Field Foundation of New York
- Predecessor: Field Foundation; founded 1940; 86 years ago
- Formation: 1960; 66 years ago
- Founder: (Field Foundation) Marshall Field III (Field Foundation of NY) Ruth Field
- Founded at: New York City
- Dissolved: 1989; 37 years ago
- Legal status: Defunct
- Purpose: Grants and assistance to non-profit organizations promoting civil rights
- Headquarters: New York City, New York, US
- Director: Maxwell Hahn (1960–1965) Leslie W. Dunbar (1965–1977) Richard W. Boone (1977–1989)

= Field Foundation of New York =

Charitable foundation

The Field Foundation of New York was a charitable organization based in New York City. It was one of the two organizations that had split off from the original Field Foundation in 1960, the other being the Field Foundation of Illinois. The New York foundation focused on enacting social change on a more national scale than did the Illinois foundation; it had a history of supporting racial equality, researching hunger in the United States, and improving the lives of those stuck in poverty. It finally spent itself out of existence in 1989.

== History ==
=== Original Field Foundation===
The Field Foundation was originally established in 1940 by Marshall Field III, the grandson of a well-known Chicago merchant who founded the famous Marshall Field's department store. It was founded in New York to help victims of the Great Depression, and it supported the ideas and methods of the President Roosevelt’s New Deal. Its board was composed of various business leaders, social scientists, judges, and scholars. The Foundation assisted other organizations supporting social change, civil rights, and child welfare, and also offered grants to groups such as the American Council on Race Relations, Provident Medical Associates in Chicago, and the Research Center for Human Relations in New York. By 1949, the Foundation’s assets totaled 11 million dollars and it offered grants of 150,000 dollars per year.

=== 1960 split ===
Field III died in 1956, after which the organization started splitting due to different goals its members had. Field’s son Marshall Field IV desired that the organization focus its efforts locally within Chicago, where most of the Foundation’s assets lay. Field’s widow, Ruth Field, wished for the organization to expand its efforts nationally and promote social change.

In 1960, the organization split into the Field Foundation of Illinois and the Field Foundation of New York.

== Accomplishments of the Field Foundation of New York==
=== Maxwell Hahn===
The Field Foundation has a long history with various social movements. It was originally directed by Maxwell Hahn, under which it supported racial integration in the South in the 1950s, leading larger foundations after it. It was also one of the first supporters of Black education campaigns, and focused heavily on child welfare and racial issues under Hahn.

> [COMPLETE THE FOLLOWING]
a – List every director of the Field Foundation of New York that the text about the foundation names, with the years each served.
b – Continue the text about the Field Foundation of New York, picking up after its last sentence.

> [MATERIAL SUPPLIED]
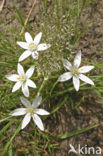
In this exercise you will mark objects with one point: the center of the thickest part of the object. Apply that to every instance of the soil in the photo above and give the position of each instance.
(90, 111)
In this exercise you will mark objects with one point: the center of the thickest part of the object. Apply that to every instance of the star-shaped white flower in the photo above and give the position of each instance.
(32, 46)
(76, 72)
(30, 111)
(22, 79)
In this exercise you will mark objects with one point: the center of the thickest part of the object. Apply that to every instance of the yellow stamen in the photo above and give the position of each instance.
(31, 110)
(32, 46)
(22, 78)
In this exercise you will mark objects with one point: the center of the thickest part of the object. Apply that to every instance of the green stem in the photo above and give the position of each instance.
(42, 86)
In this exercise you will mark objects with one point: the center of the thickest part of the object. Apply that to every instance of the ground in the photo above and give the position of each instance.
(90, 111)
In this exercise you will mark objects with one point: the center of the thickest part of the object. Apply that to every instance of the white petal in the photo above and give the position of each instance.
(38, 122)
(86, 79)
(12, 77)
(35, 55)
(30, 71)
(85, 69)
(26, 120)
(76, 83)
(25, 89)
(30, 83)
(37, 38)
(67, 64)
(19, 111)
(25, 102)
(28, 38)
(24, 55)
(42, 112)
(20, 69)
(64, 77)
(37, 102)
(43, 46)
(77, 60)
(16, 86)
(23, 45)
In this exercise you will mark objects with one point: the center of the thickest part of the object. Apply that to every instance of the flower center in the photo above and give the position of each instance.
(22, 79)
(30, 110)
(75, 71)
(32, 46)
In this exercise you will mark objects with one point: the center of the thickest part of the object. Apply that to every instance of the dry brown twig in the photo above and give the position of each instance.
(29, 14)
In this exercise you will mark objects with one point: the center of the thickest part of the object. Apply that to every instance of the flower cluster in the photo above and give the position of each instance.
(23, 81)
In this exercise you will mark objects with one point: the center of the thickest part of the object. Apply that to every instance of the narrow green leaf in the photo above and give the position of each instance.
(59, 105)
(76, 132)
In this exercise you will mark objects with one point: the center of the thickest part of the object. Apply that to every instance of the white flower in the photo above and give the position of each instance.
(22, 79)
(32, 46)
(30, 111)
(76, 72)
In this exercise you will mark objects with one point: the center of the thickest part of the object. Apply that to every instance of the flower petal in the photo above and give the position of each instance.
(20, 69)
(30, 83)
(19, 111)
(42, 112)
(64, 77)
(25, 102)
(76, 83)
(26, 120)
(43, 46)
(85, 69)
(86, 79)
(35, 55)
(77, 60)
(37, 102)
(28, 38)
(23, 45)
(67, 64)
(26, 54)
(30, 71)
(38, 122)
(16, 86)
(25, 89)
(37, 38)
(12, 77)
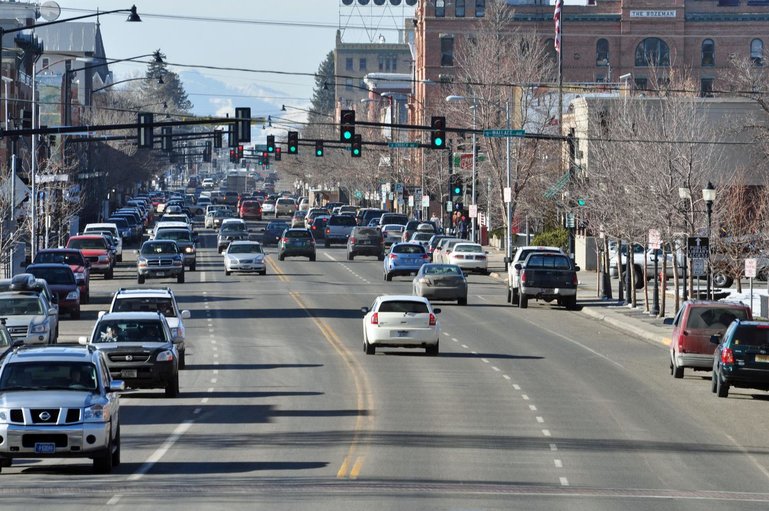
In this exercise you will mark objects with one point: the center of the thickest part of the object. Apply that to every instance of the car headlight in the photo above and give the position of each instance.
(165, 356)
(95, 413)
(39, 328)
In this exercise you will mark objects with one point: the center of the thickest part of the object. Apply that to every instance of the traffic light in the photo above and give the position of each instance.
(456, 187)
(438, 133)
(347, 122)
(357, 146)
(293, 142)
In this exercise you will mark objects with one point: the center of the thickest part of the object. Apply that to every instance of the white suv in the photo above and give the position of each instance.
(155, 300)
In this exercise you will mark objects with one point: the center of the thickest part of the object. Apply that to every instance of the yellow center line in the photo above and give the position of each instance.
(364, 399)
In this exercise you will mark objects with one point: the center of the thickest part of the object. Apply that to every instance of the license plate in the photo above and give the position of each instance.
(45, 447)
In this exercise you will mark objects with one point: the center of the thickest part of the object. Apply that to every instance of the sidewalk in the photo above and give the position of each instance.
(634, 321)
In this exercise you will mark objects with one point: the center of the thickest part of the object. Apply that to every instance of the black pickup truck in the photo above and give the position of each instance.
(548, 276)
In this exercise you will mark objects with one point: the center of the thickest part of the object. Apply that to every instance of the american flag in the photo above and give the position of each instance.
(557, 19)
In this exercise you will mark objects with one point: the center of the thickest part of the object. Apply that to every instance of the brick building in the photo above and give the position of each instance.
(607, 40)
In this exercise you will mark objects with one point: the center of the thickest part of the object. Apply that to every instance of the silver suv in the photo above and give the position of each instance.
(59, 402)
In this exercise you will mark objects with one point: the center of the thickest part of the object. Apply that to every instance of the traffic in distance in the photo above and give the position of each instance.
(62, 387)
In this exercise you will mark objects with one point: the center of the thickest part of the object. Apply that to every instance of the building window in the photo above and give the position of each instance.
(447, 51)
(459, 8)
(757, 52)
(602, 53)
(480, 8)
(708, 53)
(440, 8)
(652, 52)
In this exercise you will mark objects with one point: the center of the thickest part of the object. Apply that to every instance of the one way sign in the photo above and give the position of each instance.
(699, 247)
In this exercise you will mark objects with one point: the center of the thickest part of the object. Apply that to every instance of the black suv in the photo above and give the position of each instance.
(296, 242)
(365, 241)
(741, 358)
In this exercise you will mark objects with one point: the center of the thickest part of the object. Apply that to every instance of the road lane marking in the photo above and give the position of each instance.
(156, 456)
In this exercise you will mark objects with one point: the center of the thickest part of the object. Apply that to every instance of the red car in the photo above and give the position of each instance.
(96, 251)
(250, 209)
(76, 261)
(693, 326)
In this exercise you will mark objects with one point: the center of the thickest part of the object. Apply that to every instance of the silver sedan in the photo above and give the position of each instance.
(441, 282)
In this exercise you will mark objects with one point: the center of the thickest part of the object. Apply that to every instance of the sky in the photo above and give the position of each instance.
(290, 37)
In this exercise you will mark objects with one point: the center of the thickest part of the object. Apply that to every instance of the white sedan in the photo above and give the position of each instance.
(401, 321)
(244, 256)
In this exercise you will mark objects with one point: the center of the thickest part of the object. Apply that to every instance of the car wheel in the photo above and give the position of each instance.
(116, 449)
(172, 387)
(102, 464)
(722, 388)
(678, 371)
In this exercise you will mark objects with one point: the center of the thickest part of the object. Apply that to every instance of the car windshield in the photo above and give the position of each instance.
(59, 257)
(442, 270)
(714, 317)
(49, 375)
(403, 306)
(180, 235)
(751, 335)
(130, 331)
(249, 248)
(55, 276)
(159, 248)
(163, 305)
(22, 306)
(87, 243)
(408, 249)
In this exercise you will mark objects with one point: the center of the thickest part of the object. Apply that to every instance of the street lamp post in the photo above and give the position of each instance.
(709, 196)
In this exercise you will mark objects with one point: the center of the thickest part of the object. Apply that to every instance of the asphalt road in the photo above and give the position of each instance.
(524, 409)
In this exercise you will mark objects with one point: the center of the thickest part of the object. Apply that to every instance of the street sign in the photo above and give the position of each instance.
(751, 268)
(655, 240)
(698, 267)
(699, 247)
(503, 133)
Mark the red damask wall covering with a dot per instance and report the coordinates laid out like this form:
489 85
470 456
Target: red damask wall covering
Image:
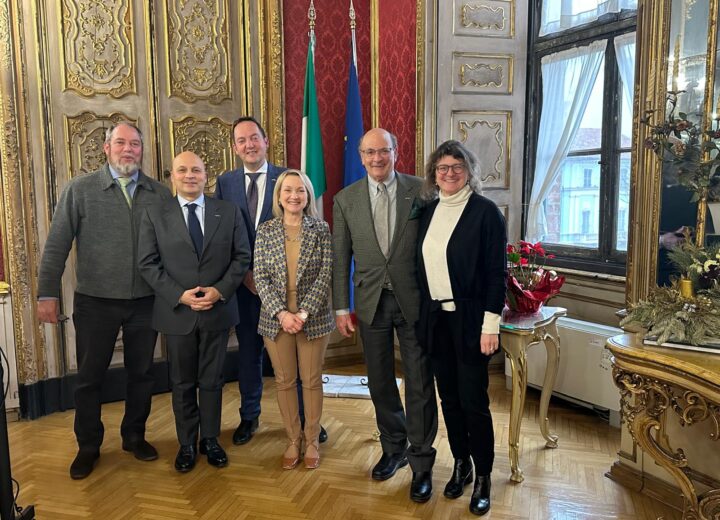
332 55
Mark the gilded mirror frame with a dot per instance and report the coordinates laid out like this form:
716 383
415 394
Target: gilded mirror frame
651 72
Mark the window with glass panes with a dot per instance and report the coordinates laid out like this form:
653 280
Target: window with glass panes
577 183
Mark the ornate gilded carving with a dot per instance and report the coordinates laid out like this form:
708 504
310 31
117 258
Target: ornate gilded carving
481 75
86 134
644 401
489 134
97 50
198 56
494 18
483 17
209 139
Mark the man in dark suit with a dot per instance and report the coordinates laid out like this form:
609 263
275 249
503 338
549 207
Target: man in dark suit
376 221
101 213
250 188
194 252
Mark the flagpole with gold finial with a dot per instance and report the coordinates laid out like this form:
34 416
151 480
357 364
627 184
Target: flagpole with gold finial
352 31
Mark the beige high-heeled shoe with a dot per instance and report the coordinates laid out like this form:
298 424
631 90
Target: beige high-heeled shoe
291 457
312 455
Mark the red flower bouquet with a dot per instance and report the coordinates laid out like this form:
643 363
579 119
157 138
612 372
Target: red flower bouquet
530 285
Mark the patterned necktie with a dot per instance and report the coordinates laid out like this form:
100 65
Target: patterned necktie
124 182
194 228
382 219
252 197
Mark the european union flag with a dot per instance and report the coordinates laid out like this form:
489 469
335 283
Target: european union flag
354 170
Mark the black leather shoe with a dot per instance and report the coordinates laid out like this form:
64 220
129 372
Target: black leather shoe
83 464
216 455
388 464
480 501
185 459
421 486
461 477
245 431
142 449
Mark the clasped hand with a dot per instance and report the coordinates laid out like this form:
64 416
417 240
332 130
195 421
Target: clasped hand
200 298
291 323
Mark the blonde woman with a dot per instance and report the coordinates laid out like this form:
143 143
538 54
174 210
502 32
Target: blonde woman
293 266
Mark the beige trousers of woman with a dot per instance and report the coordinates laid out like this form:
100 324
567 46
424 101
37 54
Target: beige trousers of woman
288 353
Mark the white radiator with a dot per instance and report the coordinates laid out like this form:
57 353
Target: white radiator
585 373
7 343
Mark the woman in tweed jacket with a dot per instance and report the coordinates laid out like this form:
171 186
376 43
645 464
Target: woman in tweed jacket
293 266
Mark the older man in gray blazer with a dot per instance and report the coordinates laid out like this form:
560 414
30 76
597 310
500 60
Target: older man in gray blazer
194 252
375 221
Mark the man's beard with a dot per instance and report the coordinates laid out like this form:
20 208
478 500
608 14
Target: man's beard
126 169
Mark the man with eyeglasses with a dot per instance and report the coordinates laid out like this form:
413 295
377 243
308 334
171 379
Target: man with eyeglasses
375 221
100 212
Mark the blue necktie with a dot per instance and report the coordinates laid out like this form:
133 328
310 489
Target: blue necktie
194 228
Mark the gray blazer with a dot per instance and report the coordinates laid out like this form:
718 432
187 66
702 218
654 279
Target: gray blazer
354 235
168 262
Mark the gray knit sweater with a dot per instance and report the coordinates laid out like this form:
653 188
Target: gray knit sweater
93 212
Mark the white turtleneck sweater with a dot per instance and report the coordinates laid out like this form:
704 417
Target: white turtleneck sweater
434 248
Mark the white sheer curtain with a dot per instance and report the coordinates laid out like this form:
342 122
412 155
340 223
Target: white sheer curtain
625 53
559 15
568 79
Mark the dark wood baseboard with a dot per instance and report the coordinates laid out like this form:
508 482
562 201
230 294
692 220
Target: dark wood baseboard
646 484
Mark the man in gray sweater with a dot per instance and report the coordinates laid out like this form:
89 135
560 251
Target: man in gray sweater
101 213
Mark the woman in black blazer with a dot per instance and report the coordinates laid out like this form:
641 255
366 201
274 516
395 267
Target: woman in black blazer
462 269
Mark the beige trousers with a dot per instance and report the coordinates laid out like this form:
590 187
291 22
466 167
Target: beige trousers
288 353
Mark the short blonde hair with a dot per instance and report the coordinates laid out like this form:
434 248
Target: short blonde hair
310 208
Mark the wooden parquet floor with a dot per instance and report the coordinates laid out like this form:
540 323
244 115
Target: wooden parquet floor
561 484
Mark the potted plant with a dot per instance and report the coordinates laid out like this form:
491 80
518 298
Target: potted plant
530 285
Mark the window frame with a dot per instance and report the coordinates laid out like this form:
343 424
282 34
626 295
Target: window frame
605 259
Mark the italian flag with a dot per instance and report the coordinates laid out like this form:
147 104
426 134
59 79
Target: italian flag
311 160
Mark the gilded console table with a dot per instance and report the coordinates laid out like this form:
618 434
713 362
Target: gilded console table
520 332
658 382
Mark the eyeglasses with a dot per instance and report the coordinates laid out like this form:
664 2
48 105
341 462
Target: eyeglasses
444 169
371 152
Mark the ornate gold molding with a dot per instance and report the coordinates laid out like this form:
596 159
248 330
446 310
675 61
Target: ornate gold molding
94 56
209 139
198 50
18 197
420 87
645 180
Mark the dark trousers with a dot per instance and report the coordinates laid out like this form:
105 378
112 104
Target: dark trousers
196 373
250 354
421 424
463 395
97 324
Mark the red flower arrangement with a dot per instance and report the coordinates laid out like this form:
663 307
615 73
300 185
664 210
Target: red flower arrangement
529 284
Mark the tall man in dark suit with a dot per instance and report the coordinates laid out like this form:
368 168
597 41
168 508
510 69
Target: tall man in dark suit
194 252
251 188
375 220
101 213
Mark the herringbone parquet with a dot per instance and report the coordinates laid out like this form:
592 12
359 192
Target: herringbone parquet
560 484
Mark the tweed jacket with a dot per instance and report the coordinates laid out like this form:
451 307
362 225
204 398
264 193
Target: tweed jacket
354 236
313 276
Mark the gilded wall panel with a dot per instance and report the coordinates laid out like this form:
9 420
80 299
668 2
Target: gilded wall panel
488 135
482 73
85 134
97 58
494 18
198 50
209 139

> [RESPONSES TO THE EXERCISE]
a –
Maxwell Hahn (1960–1965)
Leslie W. Dunbar (1965–1977)
Richard W. Boone (1977–1989)

b –
=== Leslie W. Dunbar===
In 1965, Leslie W. Dunbar, director of the Southern Regional Council, succeeded Hahn and moved the organization’s focus more on those struggling from poverty and minority groups. In 1967 its examination of the state of poor Southern communities led to an expansion of food stamp and school lunch programs. It also pushed for the recognition of black lung disease, being among the first to do so.

In 1970s the organization under Dunbar started to examine federal activities more closely, studying surveillance, arms programs, and civil liberties violations. Examples include the organization since 1972 donating $1,073,800 to the Center for Defense Information, a federal oversight organization that examines Defense spending and priorities. It was the largest funder of the organization. It also helped to save the Food Research and Action Center when its federal funds were cut under President Nixon in 1973. This led to disagreements within the organization over the government’s policies and affirmative action, eventually followed by Dunbar’s resignation in 1977.

=== Richard W. Boone===
In 1977, American philanthropist Richard W. Boone became the director of the Foundation. Boone also believed in government oversight through independent organization. Under him, the Field Foundation funded the Study Group on Social Security, an organization monitoring Government reductions of benefits to the elderly, disabled, widows, and orphans. The Foundation became one of the earliest supporters of the Center on Budget and Policy Priorities in 1981, offering $175,000 in its first year and $150,000 in the second. Boone’s policies led the organization to support black voter registration programs, U.S. resettlement of IndoChina refugees, funded the Communications Consortium Media Center, and researched hunger in the U.S. In 1984, the foundation gave $30,000 to Nuclear Times, a magazine devoted to nuclear disarmament.

The organization purposefully spent itself out of existence in 1989, choosing to empower other social activism groups to continue its legacy.